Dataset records
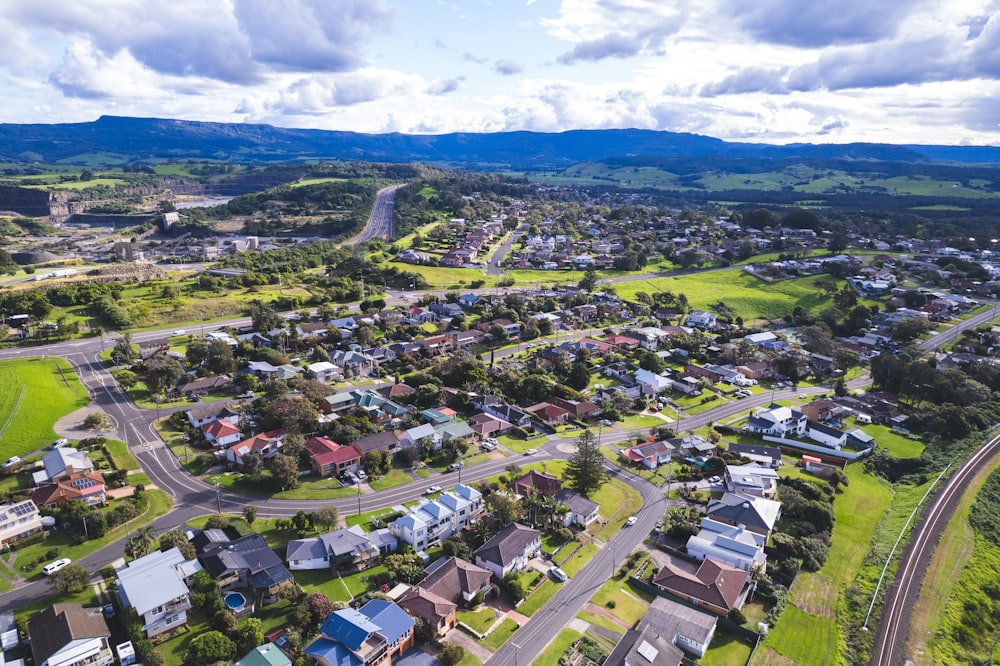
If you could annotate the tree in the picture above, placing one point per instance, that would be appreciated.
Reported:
(285, 471)
(326, 516)
(210, 647)
(177, 539)
(585, 468)
(71, 578)
(451, 654)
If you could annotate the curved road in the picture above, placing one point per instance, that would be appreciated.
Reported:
(380, 221)
(193, 497)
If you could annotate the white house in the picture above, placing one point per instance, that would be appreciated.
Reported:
(733, 545)
(652, 383)
(509, 550)
(154, 586)
(778, 420)
(827, 436)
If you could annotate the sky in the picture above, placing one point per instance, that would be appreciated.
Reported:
(773, 71)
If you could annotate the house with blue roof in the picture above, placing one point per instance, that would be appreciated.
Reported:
(373, 634)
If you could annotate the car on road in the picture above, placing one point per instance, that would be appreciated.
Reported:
(53, 567)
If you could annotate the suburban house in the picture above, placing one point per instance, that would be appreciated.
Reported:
(371, 635)
(60, 462)
(268, 654)
(757, 514)
(666, 626)
(346, 549)
(87, 487)
(222, 432)
(328, 458)
(69, 635)
(827, 436)
(247, 563)
(456, 580)
(435, 610)
(509, 550)
(536, 483)
(266, 444)
(767, 456)
(715, 587)
(154, 586)
(733, 545)
(751, 480)
(18, 520)
(652, 383)
(582, 512)
(204, 414)
(651, 454)
(779, 421)
(433, 521)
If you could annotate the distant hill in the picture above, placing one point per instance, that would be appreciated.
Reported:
(116, 140)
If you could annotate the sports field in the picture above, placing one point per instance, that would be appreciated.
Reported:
(34, 394)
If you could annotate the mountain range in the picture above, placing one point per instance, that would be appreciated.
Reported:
(117, 140)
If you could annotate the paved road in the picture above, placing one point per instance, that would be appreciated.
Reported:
(380, 221)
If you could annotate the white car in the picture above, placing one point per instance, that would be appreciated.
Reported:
(53, 567)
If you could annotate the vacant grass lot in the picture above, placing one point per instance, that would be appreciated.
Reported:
(33, 396)
(808, 632)
(749, 296)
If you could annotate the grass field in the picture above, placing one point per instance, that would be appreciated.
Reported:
(808, 632)
(34, 394)
(749, 296)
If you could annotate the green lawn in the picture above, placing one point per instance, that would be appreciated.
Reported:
(395, 477)
(34, 394)
(539, 597)
(557, 647)
(479, 621)
(808, 632)
(500, 635)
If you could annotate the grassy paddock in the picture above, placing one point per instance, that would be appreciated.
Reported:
(34, 394)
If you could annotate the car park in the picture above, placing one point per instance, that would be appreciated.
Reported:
(53, 567)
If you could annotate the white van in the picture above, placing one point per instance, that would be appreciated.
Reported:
(53, 567)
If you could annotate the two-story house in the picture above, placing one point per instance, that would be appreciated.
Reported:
(154, 587)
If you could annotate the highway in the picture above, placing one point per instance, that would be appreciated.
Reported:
(193, 497)
(380, 221)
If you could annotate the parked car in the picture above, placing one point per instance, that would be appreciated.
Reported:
(53, 567)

## To do:
Look back at the entries above and repeat, unchanged, every line from the line holding "If you could annotate the vacant" through the line holding "If you could annotate the parked".

## Exercise result:
If you could annotate the vacant grass lot in the picture above, placing one point per instance, that would be appreciated.
Reported:
(33, 396)
(808, 632)
(749, 296)
If you could annotate the grass field in the picture above, placing one point per instance, that would be appreciated.
Reported:
(808, 632)
(34, 394)
(749, 296)
If you could annotate the green lawn in the picture above, placing one point per instance, that would be appreciated.
Reported:
(395, 477)
(34, 394)
(539, 597)
(557, 647)
(479, 621)
(808, 632)
(500, 635)
If you could annotate the grassy paddock in the picture above, placing one point per instance, that would be appreciated.
Reported:
(34, 394)
If you could annotate the car park in the picture above, placing one point per instance, that would be appreciated.
Reported:
(53, 567)
If you could annotate the white van in the picture above, placing one point per instance, that would be appreciated.
Reported:
(53, 567)
If you could annotate the two-story house in the picture above, placing one point per instance, that would be appreciated.
Reported:
(154, 587)
If you could annotate the highway in the picture above, placing one point per instance, that would be appreciated.
Reported:
(193, 497)
(380, 221)
If you could annotate the parked car in the picture above, placing one point per instance, that would be appreciated.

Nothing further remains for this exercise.